_Task directions:_ Please give the entries again in full and exactly, without any picture.

** START OF Task inputs **

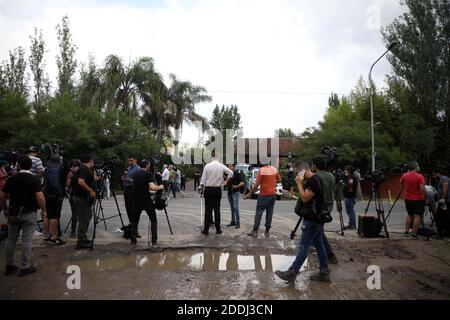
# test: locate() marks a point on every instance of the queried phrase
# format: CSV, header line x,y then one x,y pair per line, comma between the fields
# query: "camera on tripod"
x,y
376,177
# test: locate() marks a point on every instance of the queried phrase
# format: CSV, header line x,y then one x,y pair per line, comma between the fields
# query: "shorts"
x,y
54,208
415,207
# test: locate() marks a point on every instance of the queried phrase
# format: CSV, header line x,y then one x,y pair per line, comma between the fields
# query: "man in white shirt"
x,y
165,177
211,187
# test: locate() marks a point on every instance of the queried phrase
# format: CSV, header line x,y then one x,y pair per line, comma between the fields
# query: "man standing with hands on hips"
x,y
211,188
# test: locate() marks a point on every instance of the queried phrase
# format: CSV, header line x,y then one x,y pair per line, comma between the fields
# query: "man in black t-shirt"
x,y
312,229
83,194
26,196
234,186
143,183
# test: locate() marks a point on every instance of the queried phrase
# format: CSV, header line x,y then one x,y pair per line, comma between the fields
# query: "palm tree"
x,y
184,95
126,87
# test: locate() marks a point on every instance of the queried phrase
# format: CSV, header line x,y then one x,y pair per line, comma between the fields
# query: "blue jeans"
x,y
234,205
350,209
266,203
312,233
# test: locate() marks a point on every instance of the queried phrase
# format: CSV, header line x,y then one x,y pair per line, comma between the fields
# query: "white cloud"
x,y
254,46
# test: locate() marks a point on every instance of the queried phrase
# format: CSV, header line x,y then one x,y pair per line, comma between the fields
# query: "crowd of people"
x,y
34,187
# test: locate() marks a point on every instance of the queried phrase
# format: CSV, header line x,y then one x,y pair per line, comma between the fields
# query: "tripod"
x,y
379,208
338,200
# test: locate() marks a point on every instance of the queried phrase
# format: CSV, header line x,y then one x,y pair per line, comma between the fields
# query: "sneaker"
x,y
156,247
84,244
10,269
321,276
253,234
332,260
57,242
289,275
25,272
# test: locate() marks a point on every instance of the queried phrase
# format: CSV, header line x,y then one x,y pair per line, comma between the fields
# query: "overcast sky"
x,y
277,60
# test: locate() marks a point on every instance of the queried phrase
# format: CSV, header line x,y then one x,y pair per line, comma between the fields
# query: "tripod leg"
x,y
68,224
296,227
168,221
117,206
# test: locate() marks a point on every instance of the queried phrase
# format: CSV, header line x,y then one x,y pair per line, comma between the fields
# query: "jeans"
x,y
141,204
74,215
350,209
311,234
234,205
84,214
213,197
27,224
266,203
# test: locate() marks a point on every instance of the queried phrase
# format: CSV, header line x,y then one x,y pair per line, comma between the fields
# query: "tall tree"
x,y
66,60
37,66
14,72
126,87
421,63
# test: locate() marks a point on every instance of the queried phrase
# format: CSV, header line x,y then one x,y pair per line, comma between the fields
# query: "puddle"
x,y
191,261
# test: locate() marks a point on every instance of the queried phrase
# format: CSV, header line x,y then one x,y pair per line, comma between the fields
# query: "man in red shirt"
x,y
415,193
267,180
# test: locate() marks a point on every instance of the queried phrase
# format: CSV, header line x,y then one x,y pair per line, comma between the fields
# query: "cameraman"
x,y
132,169
26,197
350,189
83,195
329,187
144,182
312,229
415,195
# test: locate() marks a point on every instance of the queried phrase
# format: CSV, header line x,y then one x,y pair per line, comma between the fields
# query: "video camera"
x,y
376,177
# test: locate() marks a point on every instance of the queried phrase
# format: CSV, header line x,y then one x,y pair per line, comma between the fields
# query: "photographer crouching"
x,y
143,183
312,205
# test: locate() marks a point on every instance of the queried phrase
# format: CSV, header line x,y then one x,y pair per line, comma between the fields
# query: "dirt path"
x,y
233,266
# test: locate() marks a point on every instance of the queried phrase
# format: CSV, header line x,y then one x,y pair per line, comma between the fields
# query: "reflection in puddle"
x,y
192,261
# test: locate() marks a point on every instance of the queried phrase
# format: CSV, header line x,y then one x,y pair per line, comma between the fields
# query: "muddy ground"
x,y
234,266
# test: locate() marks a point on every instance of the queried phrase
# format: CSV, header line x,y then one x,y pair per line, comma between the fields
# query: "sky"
x,y
277,60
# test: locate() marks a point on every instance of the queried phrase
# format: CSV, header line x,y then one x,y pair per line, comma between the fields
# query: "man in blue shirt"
x,y
132,169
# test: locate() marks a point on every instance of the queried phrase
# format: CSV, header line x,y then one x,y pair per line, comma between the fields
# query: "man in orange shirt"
x,y
267,179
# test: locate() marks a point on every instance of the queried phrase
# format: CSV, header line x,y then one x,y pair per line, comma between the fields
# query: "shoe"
x,y
289,275
253,234
332,260
25,272
156,247
57,242
84,244
321,276
10,269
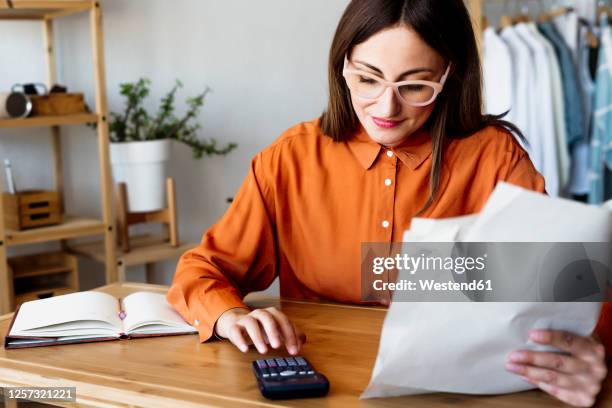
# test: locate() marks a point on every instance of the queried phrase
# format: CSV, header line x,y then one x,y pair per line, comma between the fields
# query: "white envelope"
x,y
462,347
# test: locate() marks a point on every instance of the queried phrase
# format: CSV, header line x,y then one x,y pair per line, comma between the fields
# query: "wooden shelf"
x,y
78,119
17,274
72,227
144,249
41,10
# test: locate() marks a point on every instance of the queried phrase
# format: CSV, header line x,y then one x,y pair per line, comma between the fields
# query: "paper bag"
x,y
462,347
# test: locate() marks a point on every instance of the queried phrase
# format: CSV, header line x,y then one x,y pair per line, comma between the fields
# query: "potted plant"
x,y
141,143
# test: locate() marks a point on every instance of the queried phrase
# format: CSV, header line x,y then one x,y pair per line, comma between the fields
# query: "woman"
x,y
403,135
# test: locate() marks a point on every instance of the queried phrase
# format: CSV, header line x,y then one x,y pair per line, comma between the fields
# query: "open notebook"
x,y
93,316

** END OF Task inputs **

_Complete response:_
# test: locate() marks a point on every instance of the queried phrase
# format: CSV, header line x,y then one x,y pair per line, comma between the fields
# query: "camera on tripod"
x,y
376,177
# test: locate() marks a point on every instance of the queried phrase
# format: CSV, header line x,y then one x,y pair per line, comma between the fields
# query: "shorts"
x,y
54,208
415,207
# test: locate() marks a point on every instance of the queried phrase
# format: CSV, header line x,y then one x,y pair per line, comma between the fields
# query: "man in white shirt"
x,y
165,177
211,187
# test: locate() marks a point on every instance of the queried phrase
# format: CSV, header line x,y then one x,y pair per line, comma between the fields
# query: "man standing with hands on hips"
x,y
211,188
# test: locate() marks a point on every instance of the queried phrase
# format: CSV, header line x,y then one x,y pair per line, comma between the fields
# query: "man in black t-shirt"
x,y
312,229
83,194
26,196
234,186
143,183
# test: locate() marks a point on every instance of the queried phrase
# format: CSV, header line x,y then one x,y pair per line, comma between the fields
# query: "palm tree"
x,y
184,95
126,87
# test: locate() marks a point on every instance of the queried phrase
# format: CSV, header line x,y then one x,y pair per line, comma between the fields
# query: "blue jeans"
x,y
234,205
350,209
266,203
312,233
# test: locate() marks a point on every instance of the queried phrase
# format: CSV, header line x,y then one x,y pair per line, comma between the fields
# query: "white cloud"
x,y
254,46
# test: locate() marks a point on every instance of the queried phrase
# format: CSV, header line x,y then one x,y pair per line, comma between the fields
# query: "crowd of people"
x,y
34,187
# test: locate() marks a point on every instance of the queried phrase
# format: CSV, header line x,y then one x,y pair per line, comma between the fields
# query: "tripod"
x,y
379,208
338,200
# test: locate() marks a point on every instance of the queried phrase
# format: CSV, header line x,y then one x,y pair per line, comma between the fields
# query: "sneaker"
x,y
156,247
84,244
10,269
321,276
253,234
332,260
57,242
289,275
25,272
# test: locate() marks a point on every instance of the queried phrase
# format: CSV, header line x,y then one x,y pair per line, comma between the fields
# query: "overcast sky"
x,y
277,60
# test: locate() marks a point on every instance of the queried phrase
# format: CSV, header line x,y then one x,y pair per line, comma between the fields
# query: "tripod leg"
x,y
68,224
296,227
168,221
117,206
# test: locate() marks a point on every instance of the queried phrase
# format: CSV, header line x,y then one x,y pair per line, comma between the fields
# query: "jeans"
x,y
141,204
74,215
350,209
311,234
234,205
84,214
213,197
27,224
266,203
# test: locate() marks a point on every instance of the queried phrase
# format: CSV, header line x,y then one x,y pair per line, comma between the fields
# query: "tall tree"
x,y
66,60
37,66
14,72
126,87
421,63
# test: locate() marks a point on every instance of the queried phrase
# format: CSV, header line x,y then one x,y pair per line, comma between the fields
# query: "puddle"
x,y
191,261
# test: locate() marks a point on every instance of the queried phrase
# format: CSV, header line x,y then one x,y pair per line, comma between the fields
# query: "man in red shirt"
x,y
415,193
267,180
# test: locate() marks a point on every instance of the queried phrase
# format: CSV, header line x,y then one x,y pair per line, comma between the fields
# query: "cameraman"
x,y
132,169
26,197
350,189
83,195
329,187
144,182
312,229
415,195
# test: locate() marks a point on every instance of the queried phrase
# format: CSV, header line x,y then one x,y pair per line, comma between the fields
# query: "video camera"
x,y
376,177
# test: locate() marks a point on every instance of the queried phrase
# format: CSV, header line x,y then one x,y pair per line, comma between the fields
# query: "photographer crouching"
x,y
143,183
312,205
# test: locate() marks a point on every instance of the queried phrase
# format: CSV, header line x,y then one x,y pair per line, comma between the fields
# query: "dirt path"
x,y
233,266
# test: locate() marks a point on every instance of the queried phrase
# format: CSV, header line x,y then one x,y pair per line, comma between the fields
# query: "reflection in puddle"
x,y
192,261
# test: locate() marks a point on every instance of the queried phrase
# format: CSV, header line x,y then one x,y pair per line, comma between the fields
# query: "muddy ground"
x,y
234,266
# test: locate() marks a point on every instance of the queried phrase
# format: CSV, header line x,y then one x,y pair per line, comma between the fields
# query: "sky"
x,y
277,60
# test: locate() marks a point on every instance of the queried phrase
# format: CSV, header line x,y then one x,y pair per line, comma between the fields
# query: "man in blue shirt"
x,y
132,169
# test: locate() marks a point on every instance of the queried phrase
# format: CSV, header line x,y then one x,y pair per line, comma between the fields
# query: "man in orange shirt"
x,y
267,179
# test: locate() marks a point on every instance of the queried phrase
# format: CSV, header line x,y then one x,y pair per line, comma between the fields
# query: "shoe"
x,y
289,275
253,234
332,260
25,272
156,247
57,242
84,244
321,276
10,269
# test: locate() marks a point on every instance of the queried phrase
# format: CSV, header line x,y then one x,y pair per line, comma between the fields
# query: "white envelope"
x,y
462,347
# test: locate() marks a point on every instance of the queried phrase
# format: CSV, header line x,y then one x,y pair per line, comma between the fields
# query: "wooden shelf"
x,y
78,119
17,274
72,227
144,249
41,10
# test: locate() marks a point on every instance of the queried phrase
# format: CSV, header line x,y then one x,y pair per line, comma between the fields
# query: "paper bag"
x,y
462,347
# test: locate() marks a point on every instance of the queried phrase
# format: CSV, header line x,y then one x,y pair per line, comma between the fields
# query: "potted plant"
x,y
141,143
# test: locate() marks a point on every instance of the queried phrase
# format: CSV, header line x,y then one x,y pair per line, comma between the fields
# query: "woman"
x,y
403,135
# test: locate() marks a point on every instance of the queried phrase
# format: CSV, header line x,y then one x,y pair per line, comma between the fields
# query: "open notebook"
x,y
93,316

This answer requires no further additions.